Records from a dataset
________________________________________
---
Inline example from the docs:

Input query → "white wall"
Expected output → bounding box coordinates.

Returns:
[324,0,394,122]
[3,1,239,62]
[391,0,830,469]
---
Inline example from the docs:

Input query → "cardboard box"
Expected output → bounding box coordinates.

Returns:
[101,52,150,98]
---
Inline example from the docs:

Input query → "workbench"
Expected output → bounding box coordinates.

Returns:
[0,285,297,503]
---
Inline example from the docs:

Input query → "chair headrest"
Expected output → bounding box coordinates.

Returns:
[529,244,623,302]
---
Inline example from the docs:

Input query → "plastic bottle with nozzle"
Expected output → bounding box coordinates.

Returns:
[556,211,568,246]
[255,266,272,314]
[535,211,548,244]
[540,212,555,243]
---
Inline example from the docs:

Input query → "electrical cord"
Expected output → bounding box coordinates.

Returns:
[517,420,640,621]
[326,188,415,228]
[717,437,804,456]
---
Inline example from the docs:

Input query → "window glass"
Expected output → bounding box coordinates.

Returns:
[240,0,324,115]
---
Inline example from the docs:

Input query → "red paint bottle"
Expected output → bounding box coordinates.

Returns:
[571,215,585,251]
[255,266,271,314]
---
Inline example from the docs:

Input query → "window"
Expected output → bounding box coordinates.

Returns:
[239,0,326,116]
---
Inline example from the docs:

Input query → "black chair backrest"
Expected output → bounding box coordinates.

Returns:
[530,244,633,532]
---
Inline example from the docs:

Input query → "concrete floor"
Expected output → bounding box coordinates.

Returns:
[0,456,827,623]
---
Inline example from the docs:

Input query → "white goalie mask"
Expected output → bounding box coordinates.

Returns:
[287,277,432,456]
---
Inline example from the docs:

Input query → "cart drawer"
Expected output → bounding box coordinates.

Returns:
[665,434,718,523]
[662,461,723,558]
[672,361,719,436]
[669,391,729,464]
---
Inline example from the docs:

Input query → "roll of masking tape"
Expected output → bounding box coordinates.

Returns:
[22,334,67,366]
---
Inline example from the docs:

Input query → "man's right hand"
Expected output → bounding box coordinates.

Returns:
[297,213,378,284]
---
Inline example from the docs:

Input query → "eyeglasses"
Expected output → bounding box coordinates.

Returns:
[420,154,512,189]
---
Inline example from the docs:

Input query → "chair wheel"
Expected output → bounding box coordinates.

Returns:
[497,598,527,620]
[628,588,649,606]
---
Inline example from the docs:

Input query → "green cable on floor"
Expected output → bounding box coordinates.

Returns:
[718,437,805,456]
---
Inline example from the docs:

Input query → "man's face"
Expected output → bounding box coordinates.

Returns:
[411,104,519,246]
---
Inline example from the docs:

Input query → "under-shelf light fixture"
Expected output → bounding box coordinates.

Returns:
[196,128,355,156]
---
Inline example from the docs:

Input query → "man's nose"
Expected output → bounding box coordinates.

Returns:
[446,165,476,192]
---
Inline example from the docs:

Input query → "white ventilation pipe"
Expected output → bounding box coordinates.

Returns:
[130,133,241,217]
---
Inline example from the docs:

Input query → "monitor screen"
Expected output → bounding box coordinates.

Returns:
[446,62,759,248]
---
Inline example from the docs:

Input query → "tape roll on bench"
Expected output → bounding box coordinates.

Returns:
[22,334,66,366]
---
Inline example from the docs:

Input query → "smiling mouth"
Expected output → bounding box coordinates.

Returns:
________________________________________
Work order:
Going line by line, copy the data above exactly.

Response below:
---
Inline example from the docs:

Input query → "white wall"
Expected output → bounding box coordinates.

Returns:
[324,0,394,122]
[3,1,239,62]
[391,0,830,469]
---
Inline example from the docs:

Input query → "cardboard box"
Expected output → bounding box coordinates.

Returns:
[101,52,150,98]
---
Inline example from the docs:

Input query → "workbench"
Expected output → bounding box coordinates.

Returns:
[0,285,297,503]
---
Inline example from the docs:

Input query → "chair headrest"
Expected output → bounding box coordinates.

Returns:
[529,244,623,302]
---
Inline example from the docs:

Input query → "plastic bottle with nozzle"
Expected output → bounding box coordinates.

Returns:
[556,211,568,246]
[255,266,272,314]
[535,211,548,244]
[540,212,555,243]
---
Inline example from the docs:

Input query → "electrical cord"
Expected output → bounding box coordinates.

Returns:
[517,420,640,621]
[326,188,415,228]
[717,437,804,456]
---
Inline example from the docs:

Input query → "window glass"
Expected output → bounding box coordinates.

Returns:
[240,0,324,115]
---
Inline example from the docs:

Input query → "red paint bottle"
Expected output → bounding box coordinates.

Returns:
[571,215,585,251]
[255,266,271,314]
---
Inline example from the docs:

Input query → "window"
Expected output → bounding box coordinates.

Returns:
[239,0,326,116]
---
Inline example from the docs:

Input query → "black chair backrest"
Expected output → bounding box coordinates.

Returns:
[530,244,633,532]
---
Inline example from the docs:

Input query → "concrete floor"
Expected output → bounding box coordinates.

Returns:
[0,456,827,623]
---
Inline example from the docs:

Input query → "white goalie mask"
Expected output → bounding box coordinates.

Returns:
[287,277,432,456]
---
Inline example from the docs:

Input query → "cart drawer"
Expected output → bounding box coordinates.

Returns:
[665,434,718,523]
[662,461,723,558]
[672,361,719,436]
[669,391,729,464]
---
Inline example from the docs:

Input query → "roll of masking tape"
Expected output → bounding box coordinates.

Returns:
[22,334,67,366]
---
Inline example from the docs:

Input query → "man's right hand"
Expected output → bounding box coordinates.

Returns:
[297,213,378,284]
---
Inline example from the docs:

Input query → "eyeglasses"
Expected output → bounding box coordinates.

Returns:
[420,154,512,189]
---
Inline example from the docs:

Input query → "chair wheel"
Expected output → bounding box coordinates.

Returns:
[497,598,527,620]
[628,588,649,606]
---
Inline example from the docs:

Input query → "green cable on floor"
Expected output → bounding box coordinates.

Returns:
[718,437,805,456]
---
Inline example from the docs:

Input query → "man's face"
Expected output → bounding box coordinates.

Returns:
[411,104,519,246]
---
Inline example from the docs:

Input query → "under-shelf light fixture"
Expected output → bounding box coordinates.

Returns:
[196,128,355,156]
---
Inline example from the docs:

Input query → "man's nose"
Expected output → bounding box coordinates.

Returns:
[446,165,476,192]
---
Inline example from the docs:

Input query → "white ventilation pipe"
Expected output → bounding box coordinates.

Returns:
[130,133,241,217]
---
Inline example from the docs:

Input query → "monitor screen"
Expected output → bounding box coordinates.

Returns:
[446,62,759,248]
---
Inline example from the docs:

Input query → "tape roll on bench"
Expected output → bounding box coordinates.

Returns:
[22,334,66,366]
---
Inline example from the docs:

Input query → "smiling mouth"
Expected output → bounding box coordinates.

Returns:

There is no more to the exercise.